===== PROVIDED PASSAGE =====

Florida Home Health Agency Agrees to Settle Qui Tam Case

According to the Justice Department, A Plus Home Health Care, Inc. (“A Plus”), a Ft. Lauderdale home health care agency, and its owners have agreed to settle a qui tam case brought by a whistleblower alleging violations of the False Claims Act and payment of illegal kickbacks. Specifically, it was alleged that A Plus, through its owners, Tracy Nemerofsky and her father Stephen Nemerofsky, engaged in an improper kickback arrangement with the spouses of referring physicians.

According to the government, A Plus hired at least seven spouses of physicians and one physician’s boyfriend, purportedly to perform marketing duties. The government alleged that the group performed few, if any, actual job duties. The complaint filed in the United States District Court for the Southern District of Florida alleges that the salaries paid to the physicians’ spouses and boyfriend were, in reality, illegal kickbacks intended to induce the physicians to refer Medicare patients to A Plus rather than to another home health care agency. Federal law prohibits the exchange of anything of value in an effort to induce or reward the referral of federal health care program business.

===== ENTRIES SHOWN =====

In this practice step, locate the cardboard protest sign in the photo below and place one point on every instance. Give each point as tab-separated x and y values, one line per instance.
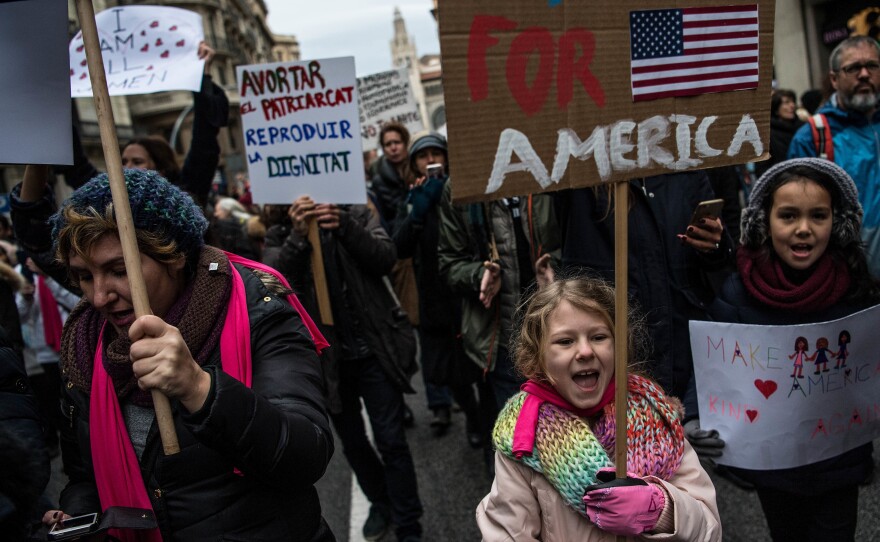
301	131
786	396
145	49
386	97
547	95
34	93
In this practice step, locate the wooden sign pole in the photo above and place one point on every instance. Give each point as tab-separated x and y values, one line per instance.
621	325
318	276
86	13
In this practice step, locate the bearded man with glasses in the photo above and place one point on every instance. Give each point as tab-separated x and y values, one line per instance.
846	130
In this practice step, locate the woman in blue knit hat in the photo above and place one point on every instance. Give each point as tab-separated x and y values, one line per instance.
234	354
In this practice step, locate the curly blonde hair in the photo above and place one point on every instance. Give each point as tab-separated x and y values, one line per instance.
591	295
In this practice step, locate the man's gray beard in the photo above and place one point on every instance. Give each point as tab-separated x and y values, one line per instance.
860	102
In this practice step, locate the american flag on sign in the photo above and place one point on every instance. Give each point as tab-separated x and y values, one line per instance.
685	52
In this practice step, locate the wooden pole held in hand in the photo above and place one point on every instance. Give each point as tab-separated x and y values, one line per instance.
621	324
321	292
121	209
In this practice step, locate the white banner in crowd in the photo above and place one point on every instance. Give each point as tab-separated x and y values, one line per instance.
34	96
386	97
787	396
301	131
145	49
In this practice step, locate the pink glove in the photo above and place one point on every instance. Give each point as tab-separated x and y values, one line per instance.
624	506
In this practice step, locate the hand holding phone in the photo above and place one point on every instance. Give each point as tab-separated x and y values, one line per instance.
74	527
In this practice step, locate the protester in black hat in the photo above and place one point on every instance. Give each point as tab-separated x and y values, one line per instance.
801	262
233	353
444	368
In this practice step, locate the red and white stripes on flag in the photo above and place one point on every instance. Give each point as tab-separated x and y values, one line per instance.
690	51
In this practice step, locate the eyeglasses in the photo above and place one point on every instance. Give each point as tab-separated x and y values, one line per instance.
855	69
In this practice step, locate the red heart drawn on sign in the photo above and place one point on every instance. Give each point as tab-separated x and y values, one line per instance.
766	387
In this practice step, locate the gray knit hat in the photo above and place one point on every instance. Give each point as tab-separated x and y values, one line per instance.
847	210
156	205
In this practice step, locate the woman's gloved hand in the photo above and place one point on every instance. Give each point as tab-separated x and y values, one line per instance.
624	506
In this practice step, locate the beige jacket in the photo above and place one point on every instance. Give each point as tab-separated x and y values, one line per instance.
522	505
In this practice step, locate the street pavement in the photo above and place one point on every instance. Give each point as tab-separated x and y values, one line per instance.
452	480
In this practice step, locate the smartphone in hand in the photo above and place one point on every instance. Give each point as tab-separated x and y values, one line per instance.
707	209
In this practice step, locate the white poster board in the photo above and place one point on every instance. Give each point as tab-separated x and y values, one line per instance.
145	49
772	420
386	97
301	131
34	93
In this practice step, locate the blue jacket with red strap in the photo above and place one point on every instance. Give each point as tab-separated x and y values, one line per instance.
856	144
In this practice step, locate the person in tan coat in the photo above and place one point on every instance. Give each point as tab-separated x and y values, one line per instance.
554	476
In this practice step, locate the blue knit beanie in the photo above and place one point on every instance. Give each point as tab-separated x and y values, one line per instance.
156	206
847	211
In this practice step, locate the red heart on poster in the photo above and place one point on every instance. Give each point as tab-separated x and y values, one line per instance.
766	387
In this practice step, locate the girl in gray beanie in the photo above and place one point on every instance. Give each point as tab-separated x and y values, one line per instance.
801	261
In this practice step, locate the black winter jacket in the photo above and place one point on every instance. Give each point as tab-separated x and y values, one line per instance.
357	256
735	305
277	434
667	279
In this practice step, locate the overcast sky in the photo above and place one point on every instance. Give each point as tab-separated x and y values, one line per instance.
359	28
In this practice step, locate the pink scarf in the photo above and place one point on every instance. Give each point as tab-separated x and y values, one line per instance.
538	393
117	471
51	315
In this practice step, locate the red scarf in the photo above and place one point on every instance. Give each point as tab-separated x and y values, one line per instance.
538	393
51	315
117	471
764	278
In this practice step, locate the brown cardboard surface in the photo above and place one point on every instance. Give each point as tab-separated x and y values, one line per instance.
476	123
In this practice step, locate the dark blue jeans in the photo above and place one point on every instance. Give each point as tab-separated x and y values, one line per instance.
393	479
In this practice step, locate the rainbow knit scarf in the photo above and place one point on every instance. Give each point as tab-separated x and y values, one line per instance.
569	453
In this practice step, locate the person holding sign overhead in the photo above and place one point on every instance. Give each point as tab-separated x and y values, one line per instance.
211	112
554	474
373	354
233	352
801	262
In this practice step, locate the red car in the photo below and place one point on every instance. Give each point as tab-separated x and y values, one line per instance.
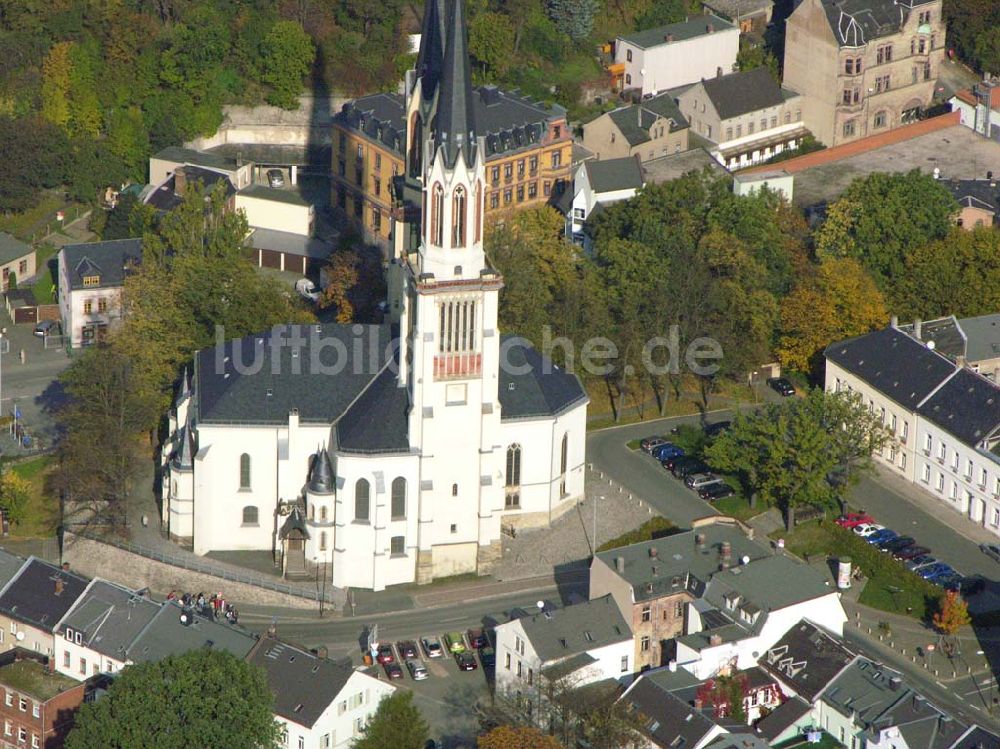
852	519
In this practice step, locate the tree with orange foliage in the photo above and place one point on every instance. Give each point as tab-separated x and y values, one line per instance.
520	737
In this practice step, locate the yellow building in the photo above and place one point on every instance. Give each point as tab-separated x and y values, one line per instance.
528	156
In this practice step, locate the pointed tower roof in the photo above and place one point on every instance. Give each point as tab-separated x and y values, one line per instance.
432	42
455	129
321	481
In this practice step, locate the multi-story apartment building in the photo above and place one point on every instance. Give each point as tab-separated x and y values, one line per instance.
528	156
863	66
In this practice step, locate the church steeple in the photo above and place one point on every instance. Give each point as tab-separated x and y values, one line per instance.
455	125
430	59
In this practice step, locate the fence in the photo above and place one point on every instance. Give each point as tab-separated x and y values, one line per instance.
222	573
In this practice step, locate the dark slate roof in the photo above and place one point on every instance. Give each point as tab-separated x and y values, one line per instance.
634	121
967	406
12	248
775	723
693	27
35	597
894	363
856	22
110	260
543	390
378	421
609	175
738	94
227	395
109	617
166	635
575	629
807	658
303	684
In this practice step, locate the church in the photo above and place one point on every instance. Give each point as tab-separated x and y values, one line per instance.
384	454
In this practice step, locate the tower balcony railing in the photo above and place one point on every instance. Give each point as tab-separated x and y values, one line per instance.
457	366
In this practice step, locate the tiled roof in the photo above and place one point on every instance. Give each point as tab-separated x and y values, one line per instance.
691	28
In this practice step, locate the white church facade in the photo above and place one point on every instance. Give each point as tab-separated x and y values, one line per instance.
392	453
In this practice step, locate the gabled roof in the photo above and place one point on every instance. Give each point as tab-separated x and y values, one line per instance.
609	175
110	261
891	361
167	635
303	684
109	617
740	93
41	593
532	386
807	658
967	406
576	629
691	28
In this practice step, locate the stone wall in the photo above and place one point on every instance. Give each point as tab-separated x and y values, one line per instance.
95	559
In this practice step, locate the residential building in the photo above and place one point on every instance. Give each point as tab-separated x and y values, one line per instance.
276	209
320	704
600	183
39	705
574	646
422	444
95	634
17	259
678	54
978	199
175	630
91	277
33	602
863	66
751	16
747	116
165	163
527	149
647	130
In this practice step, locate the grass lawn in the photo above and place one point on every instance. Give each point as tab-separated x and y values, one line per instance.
42	512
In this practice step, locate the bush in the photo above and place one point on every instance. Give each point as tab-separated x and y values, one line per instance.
656	527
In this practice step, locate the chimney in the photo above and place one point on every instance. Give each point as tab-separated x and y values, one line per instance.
180	181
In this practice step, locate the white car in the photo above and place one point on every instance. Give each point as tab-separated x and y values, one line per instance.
307	290
866	529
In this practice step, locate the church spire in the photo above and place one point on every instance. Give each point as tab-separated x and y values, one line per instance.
455	129
431	56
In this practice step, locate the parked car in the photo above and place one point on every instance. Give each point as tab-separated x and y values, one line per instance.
714	430
455	642
713	492
44	328
307	290
418	671
910	552
683	470
916	563
781	386
477	639
488	657
854	519
432	647
866	529
385	654
991	550
698	480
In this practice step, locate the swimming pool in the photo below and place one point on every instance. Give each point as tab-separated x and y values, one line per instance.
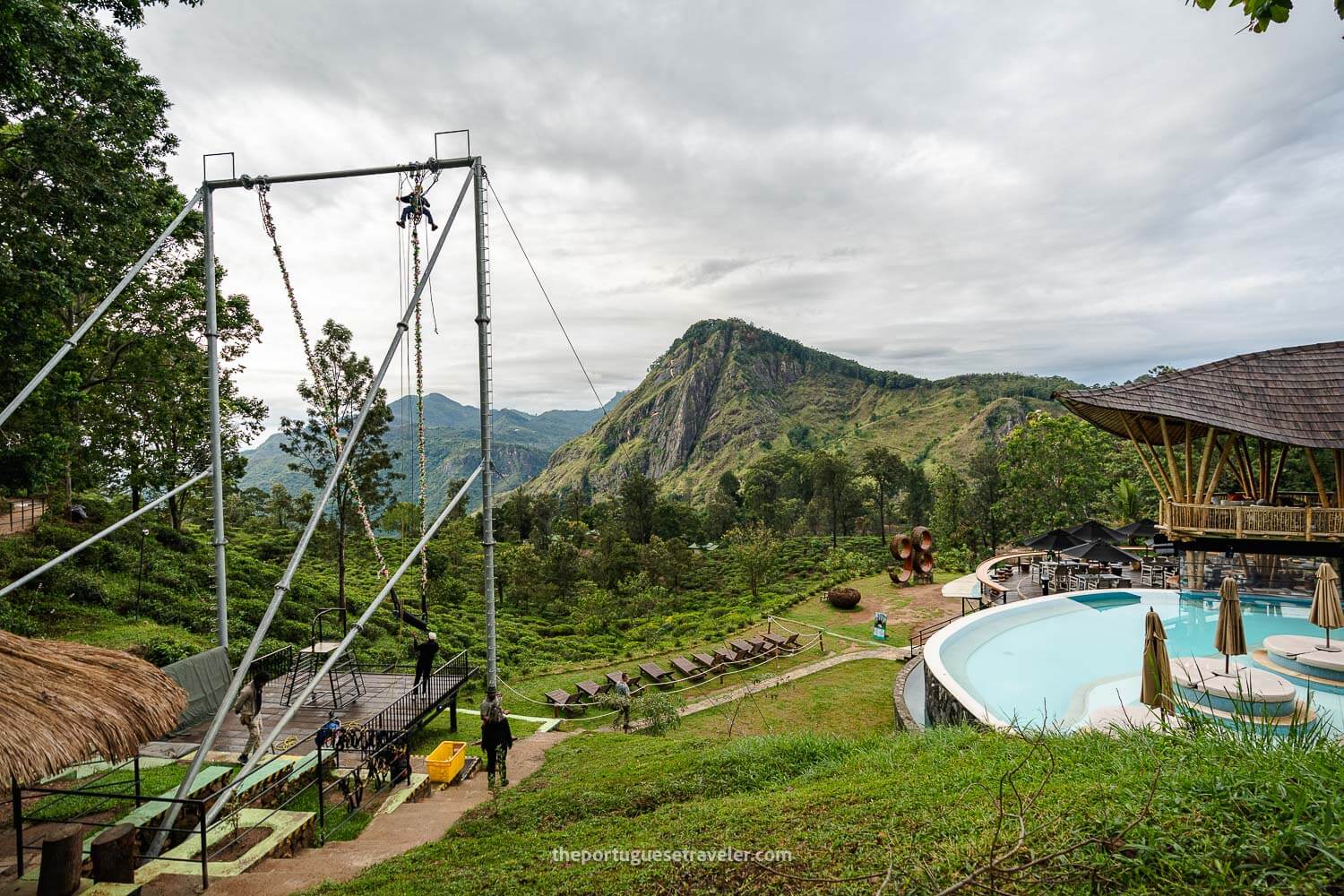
1058	659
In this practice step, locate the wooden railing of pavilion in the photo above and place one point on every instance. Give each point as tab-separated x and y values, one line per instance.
1252	521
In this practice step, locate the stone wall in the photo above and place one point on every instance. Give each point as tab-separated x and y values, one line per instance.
941	708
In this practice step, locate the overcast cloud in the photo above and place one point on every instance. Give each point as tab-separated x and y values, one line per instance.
1074	188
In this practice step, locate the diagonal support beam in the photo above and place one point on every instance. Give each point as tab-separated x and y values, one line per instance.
94	538
97	312
297	702
282	586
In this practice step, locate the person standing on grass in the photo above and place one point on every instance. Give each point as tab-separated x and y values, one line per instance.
247	705
623	692
496	739
425	653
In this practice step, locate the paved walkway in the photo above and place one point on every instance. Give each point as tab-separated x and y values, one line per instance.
387	836
792	675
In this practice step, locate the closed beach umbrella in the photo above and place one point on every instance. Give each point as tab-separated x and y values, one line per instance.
1230	638
1325	603
1053	540
1142	530
1158	667
1094	530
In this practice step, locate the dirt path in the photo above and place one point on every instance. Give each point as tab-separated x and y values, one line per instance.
387	836
792	675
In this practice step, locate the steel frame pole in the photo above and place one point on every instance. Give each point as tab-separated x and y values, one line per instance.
97	312
282	586
94	538
430	164
217	460
297	702
483	332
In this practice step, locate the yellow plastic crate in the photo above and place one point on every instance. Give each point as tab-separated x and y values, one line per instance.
445	763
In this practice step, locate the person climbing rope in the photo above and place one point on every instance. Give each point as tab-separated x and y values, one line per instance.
496	739
416	204
425	653
247	705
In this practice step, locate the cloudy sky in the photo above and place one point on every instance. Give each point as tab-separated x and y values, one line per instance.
1075	188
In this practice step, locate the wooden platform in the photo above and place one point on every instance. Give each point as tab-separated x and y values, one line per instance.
381	691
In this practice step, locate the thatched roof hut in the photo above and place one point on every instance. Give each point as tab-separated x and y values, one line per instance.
62	702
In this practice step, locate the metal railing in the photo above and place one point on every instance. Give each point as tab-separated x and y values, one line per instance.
195	817
1253	521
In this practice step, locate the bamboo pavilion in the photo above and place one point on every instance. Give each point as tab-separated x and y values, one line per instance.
1246	452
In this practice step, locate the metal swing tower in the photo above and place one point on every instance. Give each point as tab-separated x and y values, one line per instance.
204	196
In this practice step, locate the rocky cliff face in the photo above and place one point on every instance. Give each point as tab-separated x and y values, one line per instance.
728	392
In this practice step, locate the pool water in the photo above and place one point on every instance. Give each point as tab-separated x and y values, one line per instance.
1055	659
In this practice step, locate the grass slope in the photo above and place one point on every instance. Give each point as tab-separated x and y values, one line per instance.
1228	815
726	392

=====

▶ [WORK ORDER] Update the settlement article from "According to the Justice" down to "of referring physicians.", putting "relator" wherever "whistleblower" appears. The lines above come from a separate source and are not part of the settlement article.

▶ [EXERCISE SOLUTION]
According to the Justice Department, A Plus Home Health Care, Inc. (“A Plus”), a Ft. Lauderdale home health care agency, and its owners have agreed to settle a qui tam case brought by a relator alleging violations of the False Claims Act and payment of illegal kickbacks. Specifically, it was alleged that A Plus, through its owners, Tracy Nemerofsky and her father Stephen Nemerofsky, engaged in an improper kickback arrangement with the spouses of referring physicians.